PROBLEM A: Edit the listing from its first line through the line containing "Mark the region of each instance of the chair", replacing "armrest" with "arm" and leaving everything else unchanged.

EXTRACT:
# SS Sun Vista



## isleofthanet (Jun 13, 2004)

Hi,

Does anyone know the reason for the engine room fire which eventually sank the Sun Vista in the Malacca Straits in 1999

Regards

Isleofthanet(POP)


----------



## Rennie Cameron (May 25, 2005)

*Sun Vista*

I have a copy of the report of the investigation as I worked in Singapore at the time. She was just pout of drydock at the time if I recall. Let me know and I will try and copy but it is a fairly big do***ent. I will have to pull it out the files. Rennie


----------



## 12548 (Mar 23, 2007)

You may have allready read these,but just in case i am sending the sites hope it assists.
joller6


DATE OF INCIDENT 21.05.1999 
FIRE BRIGADE n/a 
BRIGADE INVOLVED No 
VESSLE NAME SUN VISTA 
FLAG Bahamas 
TYPE OF VESSLE Cruiseship 
TONNAGE 30440gt 
CARGO CARRIED 400pass./ 600crew 
LOCATION Straits of Malacca 
DETAILS Sun Vista - built in Italy 1963.Purchased by Sun Cruises in 1997. £10million refit.Believed electrical fire in engine room and excessive firefighting water led vessel to sink. Crew critiscised for panic, delays in evacuation etc. No casualties 


http://www.maritimematters.com/sunvista-seamemory1.html

http://exchange.dnv.com/Do***entation/Maritime/FireSafety/FIRE mappe 2.qxd.pdf


----------



## isleofthanet (Jun 13, 2004)

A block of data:
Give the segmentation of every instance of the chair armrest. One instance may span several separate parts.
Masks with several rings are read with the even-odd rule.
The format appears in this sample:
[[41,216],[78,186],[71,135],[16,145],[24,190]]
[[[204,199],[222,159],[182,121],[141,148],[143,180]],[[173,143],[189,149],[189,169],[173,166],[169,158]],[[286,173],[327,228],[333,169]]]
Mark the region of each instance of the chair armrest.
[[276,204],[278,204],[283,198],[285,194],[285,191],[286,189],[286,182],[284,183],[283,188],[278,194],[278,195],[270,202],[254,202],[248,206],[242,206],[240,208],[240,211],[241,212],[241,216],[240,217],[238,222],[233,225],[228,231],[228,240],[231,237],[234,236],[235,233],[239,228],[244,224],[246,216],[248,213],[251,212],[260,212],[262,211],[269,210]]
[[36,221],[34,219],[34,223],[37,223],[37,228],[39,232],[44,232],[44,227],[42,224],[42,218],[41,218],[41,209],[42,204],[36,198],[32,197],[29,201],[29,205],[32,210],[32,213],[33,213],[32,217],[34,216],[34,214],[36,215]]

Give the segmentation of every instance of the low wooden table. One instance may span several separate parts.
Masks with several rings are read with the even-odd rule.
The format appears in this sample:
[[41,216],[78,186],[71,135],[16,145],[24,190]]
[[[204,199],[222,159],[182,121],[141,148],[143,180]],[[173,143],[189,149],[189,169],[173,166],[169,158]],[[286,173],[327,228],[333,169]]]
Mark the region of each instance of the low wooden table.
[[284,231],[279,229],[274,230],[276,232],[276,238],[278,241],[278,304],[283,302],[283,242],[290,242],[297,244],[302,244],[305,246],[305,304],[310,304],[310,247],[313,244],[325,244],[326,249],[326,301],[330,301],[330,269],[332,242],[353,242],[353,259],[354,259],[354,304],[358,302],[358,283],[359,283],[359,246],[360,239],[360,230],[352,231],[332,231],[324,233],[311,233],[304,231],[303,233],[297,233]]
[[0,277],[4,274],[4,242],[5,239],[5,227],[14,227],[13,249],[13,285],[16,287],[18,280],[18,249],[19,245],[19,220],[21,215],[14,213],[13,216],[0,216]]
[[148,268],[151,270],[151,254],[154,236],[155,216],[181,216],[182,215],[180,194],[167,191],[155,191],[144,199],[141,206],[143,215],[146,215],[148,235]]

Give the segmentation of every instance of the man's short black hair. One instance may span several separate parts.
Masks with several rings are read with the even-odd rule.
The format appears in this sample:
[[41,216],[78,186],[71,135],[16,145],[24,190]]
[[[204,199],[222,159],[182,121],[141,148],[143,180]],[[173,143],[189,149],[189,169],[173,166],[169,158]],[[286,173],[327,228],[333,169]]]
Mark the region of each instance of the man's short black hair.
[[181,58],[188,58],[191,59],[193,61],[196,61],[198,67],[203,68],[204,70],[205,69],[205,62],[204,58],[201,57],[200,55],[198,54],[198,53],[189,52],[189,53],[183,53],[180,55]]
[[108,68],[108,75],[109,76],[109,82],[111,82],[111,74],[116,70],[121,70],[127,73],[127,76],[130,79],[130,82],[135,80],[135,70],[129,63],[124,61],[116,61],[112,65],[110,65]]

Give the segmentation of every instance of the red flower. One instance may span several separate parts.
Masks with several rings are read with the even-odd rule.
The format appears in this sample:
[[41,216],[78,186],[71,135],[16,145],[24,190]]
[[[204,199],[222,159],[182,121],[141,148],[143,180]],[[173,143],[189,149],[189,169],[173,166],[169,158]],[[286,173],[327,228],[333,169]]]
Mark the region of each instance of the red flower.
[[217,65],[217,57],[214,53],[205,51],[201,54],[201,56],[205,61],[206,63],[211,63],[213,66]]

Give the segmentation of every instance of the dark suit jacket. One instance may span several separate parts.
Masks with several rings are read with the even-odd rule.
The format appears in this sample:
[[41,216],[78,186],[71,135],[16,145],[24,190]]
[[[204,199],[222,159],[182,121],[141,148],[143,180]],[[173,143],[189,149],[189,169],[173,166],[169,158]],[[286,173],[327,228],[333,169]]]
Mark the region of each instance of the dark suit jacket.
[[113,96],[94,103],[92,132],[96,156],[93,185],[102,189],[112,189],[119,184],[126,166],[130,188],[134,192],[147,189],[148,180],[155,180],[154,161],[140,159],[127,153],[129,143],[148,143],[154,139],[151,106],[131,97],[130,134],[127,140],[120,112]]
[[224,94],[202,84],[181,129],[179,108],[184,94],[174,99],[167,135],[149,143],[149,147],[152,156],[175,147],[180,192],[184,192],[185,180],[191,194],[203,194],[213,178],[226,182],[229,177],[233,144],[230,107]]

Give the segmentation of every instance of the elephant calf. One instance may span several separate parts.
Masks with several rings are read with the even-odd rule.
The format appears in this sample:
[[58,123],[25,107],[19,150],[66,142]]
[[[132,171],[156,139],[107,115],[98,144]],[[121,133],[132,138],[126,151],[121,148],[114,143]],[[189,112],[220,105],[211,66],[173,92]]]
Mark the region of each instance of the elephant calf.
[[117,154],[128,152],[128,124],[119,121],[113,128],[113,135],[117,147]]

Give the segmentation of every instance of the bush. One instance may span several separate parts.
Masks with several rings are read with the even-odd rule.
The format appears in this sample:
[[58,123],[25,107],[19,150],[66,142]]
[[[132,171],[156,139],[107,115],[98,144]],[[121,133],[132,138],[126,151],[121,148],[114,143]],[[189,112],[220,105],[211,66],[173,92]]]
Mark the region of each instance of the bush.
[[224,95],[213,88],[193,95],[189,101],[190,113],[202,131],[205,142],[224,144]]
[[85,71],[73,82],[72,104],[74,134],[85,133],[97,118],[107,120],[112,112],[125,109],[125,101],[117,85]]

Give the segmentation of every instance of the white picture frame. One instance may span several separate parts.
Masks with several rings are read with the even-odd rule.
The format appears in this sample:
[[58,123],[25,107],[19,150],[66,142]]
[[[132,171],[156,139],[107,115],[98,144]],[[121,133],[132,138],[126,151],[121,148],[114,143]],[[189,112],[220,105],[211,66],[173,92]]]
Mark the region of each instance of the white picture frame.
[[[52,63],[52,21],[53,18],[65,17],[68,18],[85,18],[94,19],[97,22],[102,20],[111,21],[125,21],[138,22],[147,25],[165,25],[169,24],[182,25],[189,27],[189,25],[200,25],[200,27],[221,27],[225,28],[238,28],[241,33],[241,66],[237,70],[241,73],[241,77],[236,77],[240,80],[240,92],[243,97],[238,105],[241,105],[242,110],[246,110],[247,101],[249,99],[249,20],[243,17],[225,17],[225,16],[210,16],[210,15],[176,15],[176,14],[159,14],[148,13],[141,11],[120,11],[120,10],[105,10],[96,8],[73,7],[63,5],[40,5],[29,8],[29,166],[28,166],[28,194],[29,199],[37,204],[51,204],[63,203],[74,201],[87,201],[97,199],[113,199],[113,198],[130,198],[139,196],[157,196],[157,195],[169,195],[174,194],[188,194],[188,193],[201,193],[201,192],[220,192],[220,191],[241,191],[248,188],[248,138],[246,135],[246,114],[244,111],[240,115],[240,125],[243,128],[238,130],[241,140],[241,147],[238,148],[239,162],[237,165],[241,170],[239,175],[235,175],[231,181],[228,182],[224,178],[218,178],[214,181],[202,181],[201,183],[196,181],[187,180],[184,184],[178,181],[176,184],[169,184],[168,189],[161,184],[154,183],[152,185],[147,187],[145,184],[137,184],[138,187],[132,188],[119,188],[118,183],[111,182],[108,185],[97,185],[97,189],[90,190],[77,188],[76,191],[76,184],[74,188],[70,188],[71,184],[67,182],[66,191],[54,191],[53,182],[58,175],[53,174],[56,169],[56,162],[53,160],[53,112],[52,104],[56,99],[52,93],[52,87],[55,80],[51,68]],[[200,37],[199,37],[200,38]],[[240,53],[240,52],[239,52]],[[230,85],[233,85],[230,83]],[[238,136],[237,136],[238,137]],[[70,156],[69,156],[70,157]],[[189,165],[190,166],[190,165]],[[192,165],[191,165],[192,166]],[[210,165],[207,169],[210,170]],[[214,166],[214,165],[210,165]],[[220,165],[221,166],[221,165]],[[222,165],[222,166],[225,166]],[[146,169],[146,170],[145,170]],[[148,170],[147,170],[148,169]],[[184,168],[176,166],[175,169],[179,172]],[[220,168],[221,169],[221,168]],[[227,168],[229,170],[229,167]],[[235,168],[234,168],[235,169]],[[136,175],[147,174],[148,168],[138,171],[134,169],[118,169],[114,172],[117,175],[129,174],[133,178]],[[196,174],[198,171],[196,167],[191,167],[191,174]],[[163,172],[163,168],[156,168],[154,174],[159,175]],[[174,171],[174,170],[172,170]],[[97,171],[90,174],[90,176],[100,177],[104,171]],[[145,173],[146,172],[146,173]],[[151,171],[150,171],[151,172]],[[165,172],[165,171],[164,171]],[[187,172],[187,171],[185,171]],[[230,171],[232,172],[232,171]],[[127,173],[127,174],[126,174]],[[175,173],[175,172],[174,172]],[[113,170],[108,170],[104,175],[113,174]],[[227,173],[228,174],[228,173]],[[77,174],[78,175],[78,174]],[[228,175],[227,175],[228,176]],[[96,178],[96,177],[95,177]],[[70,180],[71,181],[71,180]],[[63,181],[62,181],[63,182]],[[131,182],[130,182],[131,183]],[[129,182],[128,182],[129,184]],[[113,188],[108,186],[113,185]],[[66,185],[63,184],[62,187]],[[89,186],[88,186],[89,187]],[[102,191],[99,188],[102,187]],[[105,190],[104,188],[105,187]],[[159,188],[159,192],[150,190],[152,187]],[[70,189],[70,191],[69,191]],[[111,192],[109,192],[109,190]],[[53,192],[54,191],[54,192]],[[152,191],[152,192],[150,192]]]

PROBLEM B: Decide whether each statement agrees with the forum thread about the Sun Vista, giving yes or no and quoting the words that settle it: (i) The ship was built in Italy in 1963. (ii) A fire brigade was involved in the incident. (iii) The incident caused no casualties.

TASK RESPONSE A:
Give the segmentation of every instance of the chair arm. One instance may span several separate parts.
Masks with several rings are read with the even-odd rule.
The format appears in this sample:
[[41,216],[78,186],[71,135],[16,145],[24,190]]
[[[204,199],[222,159],[182,121],[141,148],[143,180]],[[173,143],[189,149],[189,169],[173,166],[169,158]],[[286,173],[327,228],[333,169]]]
Mark the region of each instance of the chair arm.

TASK RESPONSE B:
(i) Yes: "built in Italy 1963"
(ii) No: "BRIGADE INVOLVED No"
(iii) Yes: "No casualties"